## What needs to be done
Across the entries below, tally every line that holds the word "tree". Give only the tally.

## The data

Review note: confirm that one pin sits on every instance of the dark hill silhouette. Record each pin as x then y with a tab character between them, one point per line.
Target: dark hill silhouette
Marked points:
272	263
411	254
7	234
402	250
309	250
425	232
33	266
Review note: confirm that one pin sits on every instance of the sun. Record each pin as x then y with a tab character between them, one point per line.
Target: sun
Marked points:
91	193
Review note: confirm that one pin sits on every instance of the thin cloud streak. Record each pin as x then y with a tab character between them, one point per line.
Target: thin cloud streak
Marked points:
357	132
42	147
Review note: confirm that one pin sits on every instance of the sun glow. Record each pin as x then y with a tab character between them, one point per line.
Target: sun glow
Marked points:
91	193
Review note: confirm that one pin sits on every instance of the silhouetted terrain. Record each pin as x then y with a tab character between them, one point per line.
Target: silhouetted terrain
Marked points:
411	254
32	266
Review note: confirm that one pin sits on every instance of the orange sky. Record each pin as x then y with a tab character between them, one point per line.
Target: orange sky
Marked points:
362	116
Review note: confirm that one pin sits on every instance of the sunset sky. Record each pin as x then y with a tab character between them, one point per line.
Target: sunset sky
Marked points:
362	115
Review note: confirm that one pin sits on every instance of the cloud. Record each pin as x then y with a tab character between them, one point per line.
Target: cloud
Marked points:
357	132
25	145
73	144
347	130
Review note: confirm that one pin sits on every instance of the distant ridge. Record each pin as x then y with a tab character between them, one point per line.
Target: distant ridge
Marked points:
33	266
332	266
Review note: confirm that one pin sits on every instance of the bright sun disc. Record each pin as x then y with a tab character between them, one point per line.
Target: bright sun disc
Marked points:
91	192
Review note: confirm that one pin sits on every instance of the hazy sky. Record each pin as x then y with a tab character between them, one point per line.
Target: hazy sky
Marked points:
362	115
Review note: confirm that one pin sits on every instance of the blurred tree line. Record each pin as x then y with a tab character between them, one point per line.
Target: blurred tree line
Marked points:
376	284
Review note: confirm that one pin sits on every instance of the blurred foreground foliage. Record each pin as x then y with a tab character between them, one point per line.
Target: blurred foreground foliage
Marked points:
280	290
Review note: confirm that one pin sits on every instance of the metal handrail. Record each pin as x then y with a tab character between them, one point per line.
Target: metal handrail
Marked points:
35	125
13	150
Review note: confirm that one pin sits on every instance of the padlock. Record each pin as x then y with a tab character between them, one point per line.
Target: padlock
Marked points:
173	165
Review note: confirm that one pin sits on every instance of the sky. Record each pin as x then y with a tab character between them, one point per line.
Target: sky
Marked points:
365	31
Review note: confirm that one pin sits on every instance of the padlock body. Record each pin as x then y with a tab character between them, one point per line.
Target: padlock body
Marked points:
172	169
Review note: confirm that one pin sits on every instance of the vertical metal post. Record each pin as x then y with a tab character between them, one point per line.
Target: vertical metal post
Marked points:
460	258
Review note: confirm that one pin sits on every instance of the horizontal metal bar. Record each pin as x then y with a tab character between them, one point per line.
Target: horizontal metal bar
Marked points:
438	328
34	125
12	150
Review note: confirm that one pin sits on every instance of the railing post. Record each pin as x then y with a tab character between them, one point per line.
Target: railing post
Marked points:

## Task result
2